_SUPPLIED INFORMATION_
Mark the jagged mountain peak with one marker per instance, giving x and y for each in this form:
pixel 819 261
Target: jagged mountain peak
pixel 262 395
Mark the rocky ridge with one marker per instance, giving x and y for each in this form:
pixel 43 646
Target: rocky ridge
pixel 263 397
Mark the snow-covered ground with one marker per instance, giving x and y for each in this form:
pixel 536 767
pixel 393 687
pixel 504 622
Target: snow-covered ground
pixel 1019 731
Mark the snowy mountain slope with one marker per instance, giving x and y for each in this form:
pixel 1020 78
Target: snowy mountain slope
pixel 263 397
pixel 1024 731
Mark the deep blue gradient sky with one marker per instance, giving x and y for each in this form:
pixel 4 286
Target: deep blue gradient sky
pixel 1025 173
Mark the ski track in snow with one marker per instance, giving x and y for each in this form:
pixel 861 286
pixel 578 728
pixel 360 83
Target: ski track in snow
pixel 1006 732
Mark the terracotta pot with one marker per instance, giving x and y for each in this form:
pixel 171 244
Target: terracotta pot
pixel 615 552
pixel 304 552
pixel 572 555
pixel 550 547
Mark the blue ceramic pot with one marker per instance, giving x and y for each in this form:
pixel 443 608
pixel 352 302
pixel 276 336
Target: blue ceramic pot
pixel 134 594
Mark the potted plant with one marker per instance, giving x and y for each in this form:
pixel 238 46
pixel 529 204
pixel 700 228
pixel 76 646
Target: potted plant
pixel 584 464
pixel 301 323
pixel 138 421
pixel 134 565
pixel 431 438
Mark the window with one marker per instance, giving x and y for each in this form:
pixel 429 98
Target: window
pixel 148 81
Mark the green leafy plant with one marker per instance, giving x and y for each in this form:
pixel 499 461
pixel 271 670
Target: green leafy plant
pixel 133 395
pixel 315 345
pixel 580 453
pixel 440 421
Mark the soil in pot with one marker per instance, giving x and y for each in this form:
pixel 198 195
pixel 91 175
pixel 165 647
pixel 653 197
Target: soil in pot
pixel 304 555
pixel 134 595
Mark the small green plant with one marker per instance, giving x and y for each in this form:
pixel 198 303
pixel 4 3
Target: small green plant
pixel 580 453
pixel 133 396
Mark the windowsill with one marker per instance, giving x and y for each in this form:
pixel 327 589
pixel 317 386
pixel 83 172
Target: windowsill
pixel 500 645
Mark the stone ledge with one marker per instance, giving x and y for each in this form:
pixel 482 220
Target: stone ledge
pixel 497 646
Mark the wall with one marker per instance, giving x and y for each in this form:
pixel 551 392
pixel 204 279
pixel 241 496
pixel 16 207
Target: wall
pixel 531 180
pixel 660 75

_TASK REQUIREMENTS_
Please rewrite the rows from the start up to and including the line with "pixel 148 81", substituting "Object" for "Target" and leaving everything else unchanged.

_TASK RESULT_
Mark the jagged mountain peak with one marker per instance, giving x and y for each in this form:
pixel 819 261
Object: jagged mountain peak
pixel 262 395
Mark the rocky ridge with one marker per instance, giving x and y for each in this form:
pixel 43 646
Object: rocky ridge
pixel 263 397
Mark the snow-covered ground with one marker per instance, giving x and y for each in this form:
pixel 536 767
pixel 393 687
pixel 504 622
Object: snow-covered ground
pixel 1019 731
Mark the snowy mountain slope with one marker per instance, giving x and y for each in this form:
pixel 1020 78
Object: snowy mountain slope
pixel 263 397
pixel 1024 731
Mark the deep blue gradient sky with one marker per instance, giving x and y for each in this form:
pixel 4 286
Object: deep blue gradient sky
pixel 1025 173
Mark the ski track in snow with one marker per instance, giving x and y for each in this form:
pixel 861 286
pixel 578 728
pixel 360 83
Object: ski track in snow
pixel 1006 732
Mark the terracotta pot with one marker per instance, giving x and y for each in this form:
pixel 171 244
Object: terracotta pot
pixel 615 552
pixel 304 552
pixel 572 555
pixel 550 547
Mark the blue ceramic pot with one marker per instance, giving x and y for each in this form:
pixel 443 608
pixel 352 302
pixel 276 336
Object: blue ceramic pot
pixel 134 594
Mark the potted plant with one marker per instance, giving x and y for each in this form:
pixel 238 46
pixel 529 204
pixel 700 228
pixel 76 646
Object: potted plant
pixel 584 464
pixel 301 323
pixel 138 421
pixel 134 565
pixel 431 438
Mark the window with one marker per instance, giving x and y for each in this form:
pixel 429 98
Object: window
pixel 148 81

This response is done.